(Dataset):
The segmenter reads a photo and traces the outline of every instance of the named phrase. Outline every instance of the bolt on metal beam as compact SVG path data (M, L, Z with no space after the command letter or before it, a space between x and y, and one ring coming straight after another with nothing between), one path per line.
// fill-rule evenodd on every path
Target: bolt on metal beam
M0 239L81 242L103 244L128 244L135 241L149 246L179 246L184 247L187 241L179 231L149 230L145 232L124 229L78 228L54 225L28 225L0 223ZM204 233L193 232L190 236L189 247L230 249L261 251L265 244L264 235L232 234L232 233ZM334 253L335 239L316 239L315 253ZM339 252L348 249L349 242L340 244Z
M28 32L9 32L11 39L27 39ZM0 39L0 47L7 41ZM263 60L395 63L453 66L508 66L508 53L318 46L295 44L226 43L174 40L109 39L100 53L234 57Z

(Task to complete):
Print each of the entries above again, unchanged, in their original order.

(Expected output):
The segmenter reads a photo and traces the outline of every instance of the named phrase. Outline every instance of the bolt on metal beam as compact SVG path data (M, L, Z with no space after the command letter or before it, a space between x and y, and one ring coming straight after another with nothing between), one path per line.
// fill-rule evenodd on every path
Target: bolt on metal beam
M0 239L81 242L103 244L128 244L135 241L149 246L179 246L184 247L187 241L179 231L149 230L145 232L124 229L78 228L54 225L28 225L0 223ZM204 233L193 232L190 236L189 247L230 249L261 251L265 244L264 235L232 234L232 233ZM334 253L335 239L316 239L315 253ZM339 252L348 249L349 242L340 244Z
M28 32L9 32L11 39L27 39ZM0 39L0 47L7 41ZM263 60L395 63L453 66L508 66L508 53L318 46L295 44L226 43L174 40L109 39L100 53L234 57Z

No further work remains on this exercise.